══ Provided data

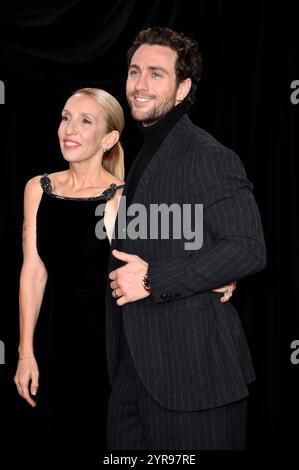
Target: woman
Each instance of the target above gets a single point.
(60, 247)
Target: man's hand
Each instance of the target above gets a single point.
(227, 291)
(127, 280)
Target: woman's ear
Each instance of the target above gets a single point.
(111, 139)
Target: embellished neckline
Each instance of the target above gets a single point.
(106, 195)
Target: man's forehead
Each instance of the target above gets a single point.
(153, 55)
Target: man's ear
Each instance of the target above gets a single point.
(183, 89)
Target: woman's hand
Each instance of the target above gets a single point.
(227, 290)
(26, 378)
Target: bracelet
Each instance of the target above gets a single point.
(25, 357)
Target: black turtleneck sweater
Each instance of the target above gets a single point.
(153, 137)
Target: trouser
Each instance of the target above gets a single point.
(136, 421)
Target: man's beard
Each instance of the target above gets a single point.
(155, 114)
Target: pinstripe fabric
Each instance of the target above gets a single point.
(188, 348)
(137, 422)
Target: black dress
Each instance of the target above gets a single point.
(77, 262)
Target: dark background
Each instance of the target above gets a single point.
(250, 50)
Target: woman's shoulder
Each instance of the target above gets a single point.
(116, 181)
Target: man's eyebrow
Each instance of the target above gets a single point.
(150, 67)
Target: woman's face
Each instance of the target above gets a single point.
(82, 129)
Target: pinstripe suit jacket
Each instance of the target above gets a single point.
(189, 349)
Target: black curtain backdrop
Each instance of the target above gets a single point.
(250, 49)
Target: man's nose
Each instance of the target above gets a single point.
(142, 82)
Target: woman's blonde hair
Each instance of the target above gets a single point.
(113, 159)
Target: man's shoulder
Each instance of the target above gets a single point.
(197, 138)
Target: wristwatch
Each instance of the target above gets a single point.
(145, 282)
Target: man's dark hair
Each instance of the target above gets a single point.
(189, 59)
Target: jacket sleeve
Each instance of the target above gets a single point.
(230, 213)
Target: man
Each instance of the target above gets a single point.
(178, 358)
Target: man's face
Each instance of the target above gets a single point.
(151, 84)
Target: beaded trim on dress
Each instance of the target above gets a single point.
(106, 195)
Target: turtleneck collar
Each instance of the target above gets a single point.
(156, 133)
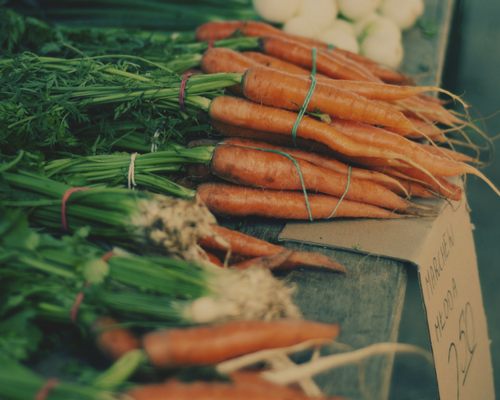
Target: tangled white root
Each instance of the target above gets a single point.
(175, 226)
(252, 293)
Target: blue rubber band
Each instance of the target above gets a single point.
(307, 99)
(345, 192)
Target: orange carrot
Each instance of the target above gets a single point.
(379, 137)
(225, 29)
(214, 259)
(276, 63)
(241, 112)
(113, 342)
(245, 246)
(369, 90)
(318, 160)
(220, 59)
(175, 390)
(447, 153)
(302, 56)
(233, 200)
(425, 129)
(270, 137)
(208, 345)
(306, 144)
(269, 170)
(283, 90)
(446, 189)
(412, 189)
(272, 261)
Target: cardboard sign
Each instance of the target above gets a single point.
(443, 250)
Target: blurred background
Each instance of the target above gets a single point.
(473, 62)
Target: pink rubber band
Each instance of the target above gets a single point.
(63, 205)
(46, 388)
(76, 305)
(107, 256)
(183, 88)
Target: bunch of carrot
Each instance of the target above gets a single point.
(326, 133)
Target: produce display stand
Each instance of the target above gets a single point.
(368, 302)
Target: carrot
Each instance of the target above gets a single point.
(220, 59)
(379, 137)
(412, 189)
(272, 261)
(248, 246)
(240, 201)
(241, 112)
(277, 63)
(445, 189)
(269, 137)
(283, 90)
(447, 153)
(430, 112)
(302, 56)
(225, 29)
(451, 191)
(214, 259)
(252, 167)
(214, 390)
(425, 129)
(113, 342)
(318, 160)
(208, 345)
(369, 90)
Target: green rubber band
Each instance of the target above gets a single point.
(345, 192)
(293, 160)
(306, 101)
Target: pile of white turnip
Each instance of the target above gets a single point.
(372, 28)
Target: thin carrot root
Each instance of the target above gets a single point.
(233, 200)
(268, 262)
(248, 360)
(319, 160)
(244, 246)
(239, 112)
(267, 169)
(309, 369)
(208, 345)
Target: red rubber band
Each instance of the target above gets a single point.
(107, 256)
(46, 388)
(63, 205)
(183, 88)
(78, 300)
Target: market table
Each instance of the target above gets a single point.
(368, 302)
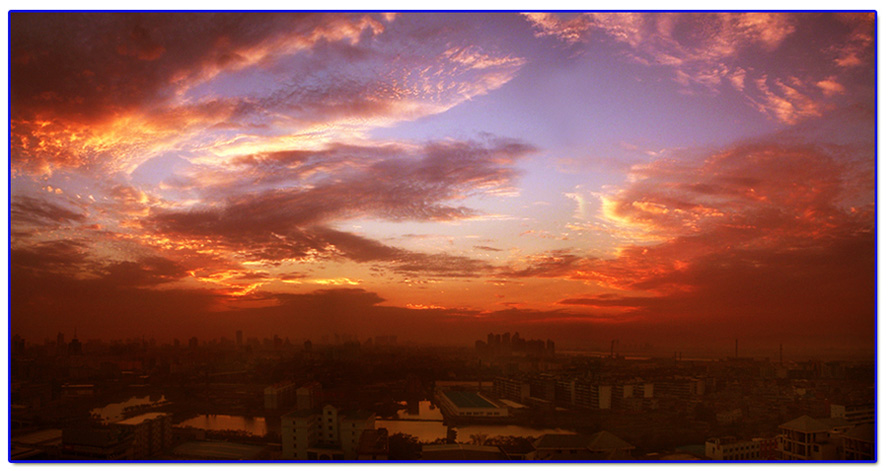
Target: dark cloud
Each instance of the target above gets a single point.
(25, 209)
(91, 65)
(397, 189)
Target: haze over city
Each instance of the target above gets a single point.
(676, 180)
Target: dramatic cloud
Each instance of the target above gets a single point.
(221, 84)
(711, 50)
(581, 176)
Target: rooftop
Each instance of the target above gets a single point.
(214, 450)
(806, 424)
(465, 399)
(459, 451)
(141, 418)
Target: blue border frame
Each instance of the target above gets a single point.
(518, 462)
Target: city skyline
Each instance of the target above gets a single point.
(664, 178)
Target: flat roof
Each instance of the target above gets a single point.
(218, 450)
(42, 436)
(466, 399)
(141, 418)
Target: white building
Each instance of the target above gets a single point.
(470, 404)
(326, 434)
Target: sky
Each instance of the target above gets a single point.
(676, 179)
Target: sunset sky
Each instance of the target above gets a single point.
(672, 178)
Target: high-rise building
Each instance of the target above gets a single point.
(152, 433)
(327, 434)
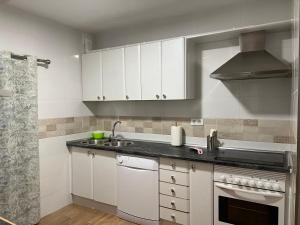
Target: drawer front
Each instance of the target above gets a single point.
(174, 203)
(175, 190)
(174, 177)
(174, 165)
(174, 216)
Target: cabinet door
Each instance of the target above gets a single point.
(173, 69)
(132, 73)
(201, 193)
(105, 177)
(113, 74)
(82, 180)
(91, 76)
(151, 70)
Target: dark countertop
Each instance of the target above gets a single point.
(253, 159)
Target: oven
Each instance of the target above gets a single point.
(248, 200)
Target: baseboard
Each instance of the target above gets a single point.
(94, 205)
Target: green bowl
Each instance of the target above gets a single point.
(97, 135)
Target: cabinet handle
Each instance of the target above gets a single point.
(173, 190)
(173, 178)
(173, 216)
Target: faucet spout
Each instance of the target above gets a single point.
(212, 141)
(114, 127)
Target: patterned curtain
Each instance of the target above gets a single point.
(19, 154)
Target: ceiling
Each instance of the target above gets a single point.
(97, 15)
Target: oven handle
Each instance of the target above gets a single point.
(275, 194)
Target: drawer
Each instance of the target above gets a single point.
(174, 216)
(174, 190)
(174, 203)
(174, 165)
(174, 177)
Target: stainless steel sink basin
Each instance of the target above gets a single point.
(107, 143)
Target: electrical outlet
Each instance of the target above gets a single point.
(197, 122)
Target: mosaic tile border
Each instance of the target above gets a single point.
(272, 131)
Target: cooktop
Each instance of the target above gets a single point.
(267, 158)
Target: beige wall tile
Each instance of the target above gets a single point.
(250, 123)
(51, 127)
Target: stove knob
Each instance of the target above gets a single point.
(259, 184)
(244, 182)
(267, 185)
(251, 183)
(223, 178)
(276, 187)
(237, 180)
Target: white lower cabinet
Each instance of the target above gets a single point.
(82, 179)
(201, 193)
(94, 175)
(186, 192)
(105, 177)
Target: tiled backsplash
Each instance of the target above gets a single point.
(272, 131)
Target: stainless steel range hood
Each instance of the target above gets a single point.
(253, 62)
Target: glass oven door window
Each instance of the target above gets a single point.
(239, 212)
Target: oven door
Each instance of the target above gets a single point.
(239, 205)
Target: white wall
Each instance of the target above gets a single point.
(250, 13)
(59, 86)
(59, 90)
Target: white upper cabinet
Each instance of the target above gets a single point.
(151, 70)
(113, 74)
(132, 73)
(173, 69)
(91, 76)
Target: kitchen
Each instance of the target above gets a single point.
(188, 138)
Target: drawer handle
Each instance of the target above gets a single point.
(173, 178)
(173, 191)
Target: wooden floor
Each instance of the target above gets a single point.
(78, 215)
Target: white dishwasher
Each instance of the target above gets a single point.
(137, 193)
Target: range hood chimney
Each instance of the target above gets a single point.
(253, 62)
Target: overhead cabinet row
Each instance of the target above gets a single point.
(148, 71)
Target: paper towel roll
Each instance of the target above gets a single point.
(176, 135)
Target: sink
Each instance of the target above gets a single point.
(107, 142)
(118, 143)
(94, 142)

════

Given task:
Write out only the final block of lines, starting at the line with "Target: white wall" and running to the end of the material.

Result of this exercise:
Target: white wall
Each instance of the target above gets a single point.
(250, 13)
(59, 86)
(59, 90)
Target: white upper cabinet
Each instance of the target above gets a single point.
(151, 70)
(113, 74)
(132, 73)
(173, 69)
(91, 76)
Target: kitchen
Each instance of the target above gets a single point.
(188, 138)
Target: drawer handle
Each instance of the target above gets a single point.
(173, 178)
(173, 191)
Target: wooden floor
Each instance of the target above gets a single point.
(78, 215)
Target: white dishwasher
Each instance of the target above gets a single point.
(137, 193)
Target: range hood chimney
Each instance of the target above gets a single point.
(253, 62)
Target: overhead cabinet row
Each instance of the target above gets a single point.
(148, 71)
Target: paper towel roll
Each instance of the target above gets a single point.
(176, 135)
Target: sink
Each instance of the target above gets a single point.
(107, 142)
(118, 143)
(94, 142)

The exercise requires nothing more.